*The request:* In the listing below, lay out the part that opens with the line containing "In the photo above, where can the sleeve" and closes with the line containing "(1298, 368)", both included, as a JSON list of strings with one string per line and blank lines left out.

*Material for this exercise:*
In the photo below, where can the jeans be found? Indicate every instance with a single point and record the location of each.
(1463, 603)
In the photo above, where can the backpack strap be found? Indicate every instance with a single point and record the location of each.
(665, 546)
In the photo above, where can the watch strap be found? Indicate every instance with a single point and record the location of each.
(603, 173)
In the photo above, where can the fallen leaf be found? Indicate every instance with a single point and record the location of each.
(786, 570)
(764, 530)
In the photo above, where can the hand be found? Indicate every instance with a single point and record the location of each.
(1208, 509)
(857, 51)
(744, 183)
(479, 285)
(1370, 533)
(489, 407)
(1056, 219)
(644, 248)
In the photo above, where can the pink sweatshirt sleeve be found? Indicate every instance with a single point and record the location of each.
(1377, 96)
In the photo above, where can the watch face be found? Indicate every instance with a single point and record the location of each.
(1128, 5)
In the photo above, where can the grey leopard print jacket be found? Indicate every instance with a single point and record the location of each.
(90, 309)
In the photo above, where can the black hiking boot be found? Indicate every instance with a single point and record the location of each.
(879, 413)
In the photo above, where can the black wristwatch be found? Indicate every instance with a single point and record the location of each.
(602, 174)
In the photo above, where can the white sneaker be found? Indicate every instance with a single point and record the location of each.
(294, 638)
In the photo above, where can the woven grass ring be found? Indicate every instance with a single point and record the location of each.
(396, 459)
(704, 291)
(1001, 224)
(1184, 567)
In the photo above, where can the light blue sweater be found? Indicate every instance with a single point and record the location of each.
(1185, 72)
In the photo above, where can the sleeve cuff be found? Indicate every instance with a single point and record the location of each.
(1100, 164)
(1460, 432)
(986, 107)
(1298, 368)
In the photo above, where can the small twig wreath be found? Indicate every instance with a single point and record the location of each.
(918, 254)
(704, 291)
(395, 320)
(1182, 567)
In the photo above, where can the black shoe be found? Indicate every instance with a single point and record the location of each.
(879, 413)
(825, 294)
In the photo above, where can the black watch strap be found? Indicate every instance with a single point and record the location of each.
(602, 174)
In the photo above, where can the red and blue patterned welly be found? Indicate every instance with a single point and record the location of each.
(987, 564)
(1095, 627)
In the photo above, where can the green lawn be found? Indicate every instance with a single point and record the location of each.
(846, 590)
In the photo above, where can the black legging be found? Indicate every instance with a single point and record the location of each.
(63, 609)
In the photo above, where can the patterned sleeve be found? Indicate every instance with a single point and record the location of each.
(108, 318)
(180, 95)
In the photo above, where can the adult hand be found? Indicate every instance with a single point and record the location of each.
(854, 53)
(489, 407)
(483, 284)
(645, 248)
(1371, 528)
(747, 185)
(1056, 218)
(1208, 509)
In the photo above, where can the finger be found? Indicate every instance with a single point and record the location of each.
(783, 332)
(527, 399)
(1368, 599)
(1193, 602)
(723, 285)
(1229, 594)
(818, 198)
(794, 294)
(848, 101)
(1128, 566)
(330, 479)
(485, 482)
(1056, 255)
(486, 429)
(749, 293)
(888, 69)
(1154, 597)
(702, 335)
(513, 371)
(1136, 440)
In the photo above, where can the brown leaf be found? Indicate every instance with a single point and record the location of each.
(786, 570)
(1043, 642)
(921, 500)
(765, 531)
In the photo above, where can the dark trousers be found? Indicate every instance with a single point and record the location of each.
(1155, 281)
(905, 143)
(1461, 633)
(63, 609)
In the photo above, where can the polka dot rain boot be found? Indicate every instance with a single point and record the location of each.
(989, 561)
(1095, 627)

*Final answer:*
[
  "In the photo above, where can the sleeve cuff be found? Indicate every instance with a single point and record the location of each.",
  "(1100, 164)",
  "(1460, 432)",
  "(986, 107)",
  "(1298, 368)"
]